**TASK INPUTS:**

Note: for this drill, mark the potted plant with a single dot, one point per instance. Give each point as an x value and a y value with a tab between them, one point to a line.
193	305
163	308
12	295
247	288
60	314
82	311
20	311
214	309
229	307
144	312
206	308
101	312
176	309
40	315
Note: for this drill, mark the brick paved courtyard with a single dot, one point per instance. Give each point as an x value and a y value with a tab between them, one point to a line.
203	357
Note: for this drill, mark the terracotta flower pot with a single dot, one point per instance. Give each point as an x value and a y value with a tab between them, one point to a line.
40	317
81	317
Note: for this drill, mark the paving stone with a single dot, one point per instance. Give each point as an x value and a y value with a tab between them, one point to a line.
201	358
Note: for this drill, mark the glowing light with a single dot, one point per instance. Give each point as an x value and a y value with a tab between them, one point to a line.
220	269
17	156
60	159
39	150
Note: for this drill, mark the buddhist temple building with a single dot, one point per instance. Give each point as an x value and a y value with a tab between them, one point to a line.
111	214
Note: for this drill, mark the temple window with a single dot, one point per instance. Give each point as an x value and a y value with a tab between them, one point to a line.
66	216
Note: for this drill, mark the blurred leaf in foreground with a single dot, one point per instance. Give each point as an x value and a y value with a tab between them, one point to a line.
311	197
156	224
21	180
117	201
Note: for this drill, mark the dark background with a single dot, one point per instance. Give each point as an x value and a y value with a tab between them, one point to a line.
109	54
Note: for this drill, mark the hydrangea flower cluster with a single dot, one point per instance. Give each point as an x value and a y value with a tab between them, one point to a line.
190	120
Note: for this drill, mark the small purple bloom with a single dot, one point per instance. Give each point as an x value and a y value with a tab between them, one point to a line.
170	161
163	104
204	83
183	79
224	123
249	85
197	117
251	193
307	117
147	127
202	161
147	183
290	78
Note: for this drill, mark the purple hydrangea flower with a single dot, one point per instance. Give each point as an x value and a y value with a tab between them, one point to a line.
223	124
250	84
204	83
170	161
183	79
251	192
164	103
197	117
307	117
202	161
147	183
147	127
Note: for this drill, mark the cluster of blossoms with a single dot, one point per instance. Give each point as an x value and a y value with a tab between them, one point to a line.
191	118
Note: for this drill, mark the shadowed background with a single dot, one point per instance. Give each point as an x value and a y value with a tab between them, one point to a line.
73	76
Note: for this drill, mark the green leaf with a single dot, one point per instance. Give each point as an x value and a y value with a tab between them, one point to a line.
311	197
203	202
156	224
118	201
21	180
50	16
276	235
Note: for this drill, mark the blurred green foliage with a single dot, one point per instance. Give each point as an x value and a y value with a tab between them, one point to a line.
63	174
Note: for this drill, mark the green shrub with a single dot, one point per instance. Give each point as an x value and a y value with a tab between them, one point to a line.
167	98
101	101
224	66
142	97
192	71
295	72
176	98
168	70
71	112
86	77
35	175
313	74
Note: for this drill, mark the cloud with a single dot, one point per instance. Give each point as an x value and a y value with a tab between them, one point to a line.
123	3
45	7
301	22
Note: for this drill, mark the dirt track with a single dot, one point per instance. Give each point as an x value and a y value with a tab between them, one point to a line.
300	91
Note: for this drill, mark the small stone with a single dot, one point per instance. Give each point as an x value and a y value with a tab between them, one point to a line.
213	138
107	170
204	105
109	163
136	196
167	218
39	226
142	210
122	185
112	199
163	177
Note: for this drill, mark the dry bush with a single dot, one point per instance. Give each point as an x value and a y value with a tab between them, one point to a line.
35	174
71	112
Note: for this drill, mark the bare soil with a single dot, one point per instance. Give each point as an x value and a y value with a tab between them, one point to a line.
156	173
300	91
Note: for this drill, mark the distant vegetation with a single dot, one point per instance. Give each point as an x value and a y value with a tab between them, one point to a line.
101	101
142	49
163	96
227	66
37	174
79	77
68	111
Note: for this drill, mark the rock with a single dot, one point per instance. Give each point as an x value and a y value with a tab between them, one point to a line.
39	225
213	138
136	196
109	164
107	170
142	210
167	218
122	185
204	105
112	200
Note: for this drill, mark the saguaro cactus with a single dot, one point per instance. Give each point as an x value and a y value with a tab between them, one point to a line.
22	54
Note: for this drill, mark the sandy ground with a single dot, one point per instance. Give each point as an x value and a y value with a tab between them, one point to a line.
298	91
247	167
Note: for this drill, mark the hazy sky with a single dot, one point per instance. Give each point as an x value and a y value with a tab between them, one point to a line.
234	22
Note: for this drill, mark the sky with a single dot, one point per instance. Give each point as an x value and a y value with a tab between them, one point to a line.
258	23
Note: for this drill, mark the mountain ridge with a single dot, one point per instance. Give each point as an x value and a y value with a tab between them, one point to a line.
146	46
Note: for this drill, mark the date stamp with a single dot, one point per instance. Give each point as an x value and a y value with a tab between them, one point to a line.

**AIM:**
Rewrite the lines from the one containing "Note: for this drill, mark the sky" through the end of the items, inclusive, replacing "mountain ridge" with "mountain crest" and leaving everything else unchanged.

**TASK ANSWER:**
Note: for this drill, mark the sky with a single dot, one point per instance. Give each point as an x value and a y value with a tab between them, one point to a line.
258	23
Note: for this drill, mark the mountain crest with a single dot, one point per instance. Give each point as an x value and a y value with a tab between them, one point to a line.
146	46
Note: for this drill, mark the date stamp with a single dot, one point per instance. Give each point as an x value and a y value with a tab between them, one point to a line.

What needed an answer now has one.